PASSAGE RETENU =>
_ _ _

Charles Muitherero explique que l’Open Data Kit (ODK) permet de collecter des données sur des appareils mobiles et peut être utilisé en conjonction avec des tableaux de bord ou des outils visuels pour un suivi en temps réel des données. « S’il y a un cas au Kenya aujourd’hui et que l’Ouganda signale des cas similaires de son côté, nous utilisons la technologie pour remonter le chemin du virus jusqu’à son origine afin d’apporter une riposte efficace », explique-t-il.
Lucy Wamala, une infirmière basée à Tororo, dans la région orientale de l’Ouganda, affirme qu’un cas de poliomyélite détecté en 2024 dans la ville de Mbale, en Ouganda, a été retracé dans le comté de Garissa au Kenya, après être entré au Kenya par la frontière entre le Kenya et la Somalie. En réaction, le ministère ougandais de la Santé a rapidement lancé une campagne de vaccination cibant 2,7 millions d’enfants dans la partie orientale du pays, limitrophe du Kenya.
« Nous utilisons un large éventail d’outils traditionnels et innovants qui nous aident à suivre et, dans de nombreux cas, à prédire ce que fait et fera le poliovirus. Les méthodes plus traditionnelles consistent à disposer de microplans solides qui nous indiquent le nombre d’enfants à atteindre, le nombre de vaccinateurs à recruter, la quantité de vaccins à commander, etc. », explique le Dr Touray.
Alowo Sophie, infirmière au centre de santé de Malaba en Ouganda, explique que le ministère de la Santé s’appuie sur ces données pour mettre en place des « campagnes de vaccination de masse efficaces. Par exemple, la campagne transfrontalière synchronisée de vaccination contre la poliomyélite entre le Kenya et l’Ouganda, qui s’est déroulée du 3 au 6 octobre 2024, a permis d’atteindre plus de 6,5 millions d’enfants. La campagne a débuté à Bungoma au Kenya et dans le district de Mbale en Ouganda. »

_ _ _

ENTRÉES FOURNIES =>
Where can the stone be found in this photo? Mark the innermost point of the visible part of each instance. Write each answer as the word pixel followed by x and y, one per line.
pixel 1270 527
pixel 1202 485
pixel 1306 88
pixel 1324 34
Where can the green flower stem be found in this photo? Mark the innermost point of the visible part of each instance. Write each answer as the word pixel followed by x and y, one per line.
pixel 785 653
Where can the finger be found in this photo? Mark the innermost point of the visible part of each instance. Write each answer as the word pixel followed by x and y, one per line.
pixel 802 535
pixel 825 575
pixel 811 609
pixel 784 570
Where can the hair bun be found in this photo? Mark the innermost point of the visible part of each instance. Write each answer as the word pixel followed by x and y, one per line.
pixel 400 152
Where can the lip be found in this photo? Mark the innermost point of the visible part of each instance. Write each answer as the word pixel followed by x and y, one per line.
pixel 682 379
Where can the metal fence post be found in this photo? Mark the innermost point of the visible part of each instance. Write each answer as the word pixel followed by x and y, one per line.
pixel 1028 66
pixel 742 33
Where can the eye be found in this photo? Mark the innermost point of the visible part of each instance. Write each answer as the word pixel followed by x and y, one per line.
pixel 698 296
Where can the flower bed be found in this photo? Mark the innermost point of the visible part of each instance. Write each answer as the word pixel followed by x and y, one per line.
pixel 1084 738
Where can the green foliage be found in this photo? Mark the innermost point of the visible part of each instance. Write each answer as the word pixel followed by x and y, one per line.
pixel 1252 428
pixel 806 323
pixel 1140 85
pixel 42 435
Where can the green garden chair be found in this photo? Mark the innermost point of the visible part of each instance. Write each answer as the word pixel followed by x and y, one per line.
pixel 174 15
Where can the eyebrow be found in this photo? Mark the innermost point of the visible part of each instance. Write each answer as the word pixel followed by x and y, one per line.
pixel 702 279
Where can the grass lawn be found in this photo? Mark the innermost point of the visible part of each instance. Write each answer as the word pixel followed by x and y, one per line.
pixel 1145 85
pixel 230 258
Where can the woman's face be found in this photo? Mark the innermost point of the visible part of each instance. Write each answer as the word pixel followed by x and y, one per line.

_ _ _

TRAVAIL DEMANDÉ =>
1/ Répondez à ces questions sur le passage consacré au suivi de la poliomyélite entre le Kenya et l'Ouganda :
(a) Dans quel comté kényan le cas détecté à Mbale en 2024 a-t-il été retracé ?
(b) Combien d'enfants la campagne de vaccination lancée par le ministère ougandais de la Santé ciblait-elle ?
(c) Sur quelles dates s'est déroulée la campagne transfrontalière synchronisée ?
2/ Reprenez le passage sur le suivi transfrontalier de la poliomyélite et prolongez-le après sa dernière phrase.
Les entrées n'interviennent pas dans ce travail.

CORRIGÉ DE L'EXERCICE =>
1/
(a) Le comté de Garissa.
(b) 2,7 millions d'enfants.
(c) Du 3 au 6 octobre 2024.

2/
Il existe une application pour cela
Selon le Dr Touray, parmi les mesures les plus innovantes figurent « les analyses génétiques des poliovirus isolés, qui nous renseignent sur leur comportement, et le SIG, qui fournit des informations supplémentaires essentielles sur la localisation des populations à haut risque et sur ce qu’il convient de faire. Plus nous disposons d’informations et de méthodes d’analyse des systèmes, plus nous serons en mesure d’agir efficacement, et le SIG n’est que la dernière innovation en date qui nous aide à renforcer nos approches stratégiques. »
Au-delà de la surveillance, de la détection de la poliomyélite et de la riposte, la technologie permet de relever d’autres défis tels que le versement, en temps voulu, des salaires au personnel de santé en première ligne en charge de la lutte contre la poliomyélite. L’argent mobile ou les transferts d’argent mobile sont des moyens rapides et efficaces de verser des fonds au personnel de santé en première ligne. Ils sont largement utilisés au Kenya, et de plus en plus en Ouganda, pour rémunérer les personnes en charge de la vaccination contre la poliomyélite pour les efforts qu’elles déploient pour sauver des vies.
L’argent mobile permet un paiement direct sur le portefeuille mobile de la personne, ce qui contribue à résoudre les problèmes opérationnels, car les paiements en espèces peuvent s’accompagner de risques de fraude, de détournement de fonds, de retards dans le paiement du personnel sur le terrain, de risques pour la sécurité et de la nécessité d’un transport physique. Le paiement instantané par l’intermédiaire de l’argent mobile est aussi un facteur de motivation, et c’est important. Cette dernière ligne droite s’avère longue, et la protection du Kenya contre le virus paralysant repose finalement, et de manière décisive, sur la persévérance et le dévouement du personnel de santé en première ligne.
Cet article a été réalisé avec le soutien de la Fondation des Nations unies.